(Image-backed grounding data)
§ §

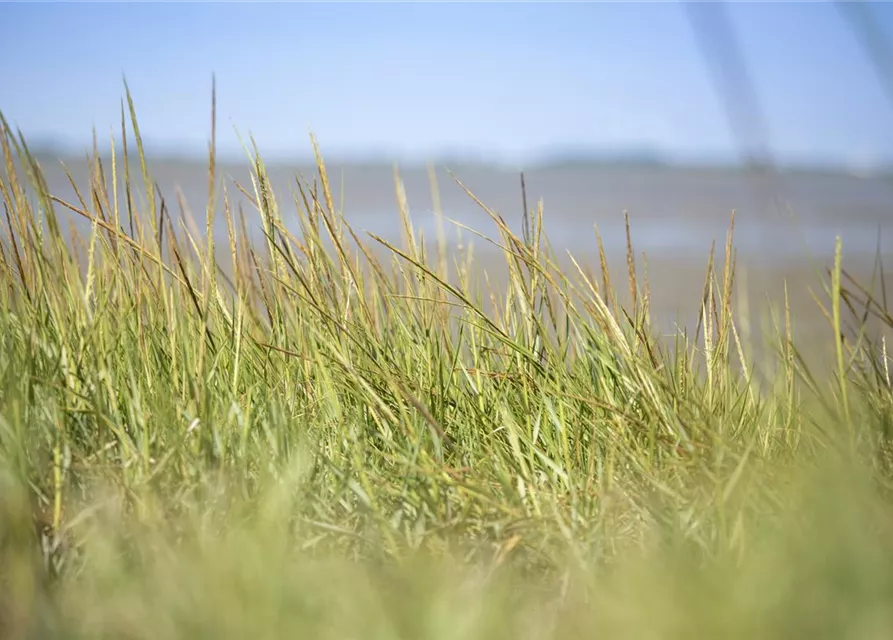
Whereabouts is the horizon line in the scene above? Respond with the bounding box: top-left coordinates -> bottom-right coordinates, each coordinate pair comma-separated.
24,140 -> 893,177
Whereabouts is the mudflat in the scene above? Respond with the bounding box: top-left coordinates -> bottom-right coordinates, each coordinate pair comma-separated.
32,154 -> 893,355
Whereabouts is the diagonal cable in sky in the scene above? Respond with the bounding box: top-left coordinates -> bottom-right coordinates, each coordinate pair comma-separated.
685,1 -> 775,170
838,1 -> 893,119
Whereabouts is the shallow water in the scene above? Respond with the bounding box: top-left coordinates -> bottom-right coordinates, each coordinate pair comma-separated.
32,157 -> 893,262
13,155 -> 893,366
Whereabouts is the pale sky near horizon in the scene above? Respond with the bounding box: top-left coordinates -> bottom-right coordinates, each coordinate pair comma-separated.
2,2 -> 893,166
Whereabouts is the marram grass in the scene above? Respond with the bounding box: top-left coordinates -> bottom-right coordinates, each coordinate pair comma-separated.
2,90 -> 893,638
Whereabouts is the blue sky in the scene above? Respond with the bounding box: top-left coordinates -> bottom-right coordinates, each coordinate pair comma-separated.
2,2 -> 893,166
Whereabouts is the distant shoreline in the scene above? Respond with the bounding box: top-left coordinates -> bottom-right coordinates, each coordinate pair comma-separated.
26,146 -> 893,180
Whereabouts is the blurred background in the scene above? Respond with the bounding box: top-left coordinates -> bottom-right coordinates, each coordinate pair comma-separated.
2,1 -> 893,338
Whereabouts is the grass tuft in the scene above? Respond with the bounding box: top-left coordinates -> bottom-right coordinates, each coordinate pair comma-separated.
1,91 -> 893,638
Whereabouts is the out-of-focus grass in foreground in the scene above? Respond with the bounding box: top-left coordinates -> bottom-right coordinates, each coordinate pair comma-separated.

§ §

→ TASK GOAL
Write out every line of the entries above exactly, and omit their pictures.

→ EXPECTED OUTPUT
Whereabouts is the horizon line in the scene above? Respond with the bounding box: top-left coordinates -> bottom-right coordinates, each coordinate pair comma-separated.
24,140 -> 893,177
Whereabouts is the mudflat in the scene above? Respond with the bounding box: top-left coordinates -> bottom-right coordinates, each coordinate pair comma-separated.
32,154 -> 893,355
Whereabouts is the diagonal cable in sky in the scene above? Respond with the bounding box: top-left coordinates -> bottom-right coordinates, each coordinate pair comma-separated.
685,1 -> 775,170
838,1 -> 893,119
Whereabouts is the shallow water in the scene above? Respond with the bounding box: top-left coordinates -> bottom-right coordinates, each coordinate pair comma-separated.
32,157 -> 893,262
13,155 -> 893,366
Whereabouts is the pale sky near horizon in the scene above? Respond with the bounding box: top-left coordinates -> bottom-right coordinates, each coordinate pair comma-separated.
2,2 -> 893,166
Whereabouts is the marram grass in the scene above? Respond with the bounding box: top-left coordinates -> bottom-right coordinates, each coordinate pair comma-separated.
2,90 -> 893,638
Whereabouts is the blue sky in the scene above? Respond with the bounding box: top-left coordinates -> bottom-right coordinates, each coordinate pair comma-separated.
2,2 -> 893,166
Whereabouts is the distant shoreline in the scene above? Respond with the bounding box: top-left coordinates -> bottom-right coordinates, each coordinate pair comma-separated.
26,146 -> 893,180
Whereabouts is the blurred background in the scene above? Respond with the bounding box: top-left coordinates -> bottom-right coordinates, each coordinate pair comma-separated.
2,1 -> 893,338
Whereabouts is the grass tuft in the scene above? Respond with the bounding box: top-left coordinates -> bottom-right coordinates, each coordinate pair comma-separated.
1,91 -> 893,638
Whereabouts is the out-of-focus grass in foreground in the scene above? Respond with the bounding box: top-left coordinates -> bottom-right coordinates, each coordinate pair comma-separated.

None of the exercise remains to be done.